[Location identification items]
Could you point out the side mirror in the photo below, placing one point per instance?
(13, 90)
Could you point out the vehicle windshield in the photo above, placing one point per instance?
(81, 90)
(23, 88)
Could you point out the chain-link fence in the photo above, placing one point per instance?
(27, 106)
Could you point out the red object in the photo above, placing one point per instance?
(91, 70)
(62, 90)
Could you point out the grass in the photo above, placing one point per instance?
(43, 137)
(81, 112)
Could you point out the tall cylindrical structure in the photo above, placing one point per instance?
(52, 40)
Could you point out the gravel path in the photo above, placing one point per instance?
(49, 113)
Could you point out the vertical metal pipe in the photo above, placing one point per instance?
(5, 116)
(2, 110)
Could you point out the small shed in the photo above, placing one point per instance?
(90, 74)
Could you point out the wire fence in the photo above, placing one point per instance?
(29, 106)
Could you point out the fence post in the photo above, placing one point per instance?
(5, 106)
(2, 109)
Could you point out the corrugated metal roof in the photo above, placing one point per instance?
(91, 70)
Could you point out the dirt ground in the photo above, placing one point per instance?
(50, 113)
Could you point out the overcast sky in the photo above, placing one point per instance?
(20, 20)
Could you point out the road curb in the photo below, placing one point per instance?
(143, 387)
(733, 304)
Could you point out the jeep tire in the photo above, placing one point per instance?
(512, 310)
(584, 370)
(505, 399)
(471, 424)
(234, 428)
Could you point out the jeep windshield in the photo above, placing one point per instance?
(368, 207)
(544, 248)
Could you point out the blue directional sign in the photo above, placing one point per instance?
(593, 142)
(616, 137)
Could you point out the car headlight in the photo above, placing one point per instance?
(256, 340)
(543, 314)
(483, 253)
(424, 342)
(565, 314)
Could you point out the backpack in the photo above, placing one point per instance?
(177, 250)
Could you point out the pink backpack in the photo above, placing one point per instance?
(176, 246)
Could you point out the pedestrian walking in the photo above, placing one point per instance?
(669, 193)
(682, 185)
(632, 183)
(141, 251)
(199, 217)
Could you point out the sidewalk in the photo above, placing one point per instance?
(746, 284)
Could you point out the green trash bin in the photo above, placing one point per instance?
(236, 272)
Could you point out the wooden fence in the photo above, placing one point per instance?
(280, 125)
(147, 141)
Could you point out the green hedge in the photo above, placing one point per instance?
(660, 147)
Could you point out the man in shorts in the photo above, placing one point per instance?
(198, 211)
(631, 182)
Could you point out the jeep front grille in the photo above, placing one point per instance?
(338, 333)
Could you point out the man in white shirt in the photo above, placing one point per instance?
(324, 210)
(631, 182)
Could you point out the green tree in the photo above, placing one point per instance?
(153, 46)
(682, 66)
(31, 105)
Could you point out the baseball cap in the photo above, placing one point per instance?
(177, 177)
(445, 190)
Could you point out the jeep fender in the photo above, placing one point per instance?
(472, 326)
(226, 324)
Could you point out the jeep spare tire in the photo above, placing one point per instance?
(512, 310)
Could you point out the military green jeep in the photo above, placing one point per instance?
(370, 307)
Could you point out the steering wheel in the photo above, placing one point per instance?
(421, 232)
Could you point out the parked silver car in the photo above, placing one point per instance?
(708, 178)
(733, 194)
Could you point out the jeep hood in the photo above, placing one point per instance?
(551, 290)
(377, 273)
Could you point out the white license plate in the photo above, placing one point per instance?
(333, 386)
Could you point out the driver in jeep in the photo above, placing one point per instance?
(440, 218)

- Problem details
All lines from the one containing "Could you point out the jeep spare" through the end of the records, both ends included, are to be quoted exactly; please add nothing else.

- Problem solution
Could you point out the jeep spare tire in the photo above, placing one point per instance?
(512, 310)
Could you point out the military green jeep in the photo above, placing one point per instance?
(370, 307)
Could you point out the steering wheel in the photo above, placing one point per instance?
(421, 232)
Could you point out the parked silver car in the photo above, placing one point per instance?
(708, 178)
(733, 194)
Could you point out the jeep hood in the photo above, placing one point per instance?
(551, 290)
(377, 273)
Could you point out the white license plate in the photo above, placing one point per instance?
(333, 386)
Could you point out the driver in jeep in the photo above, placing one point per instance?
(440, 218)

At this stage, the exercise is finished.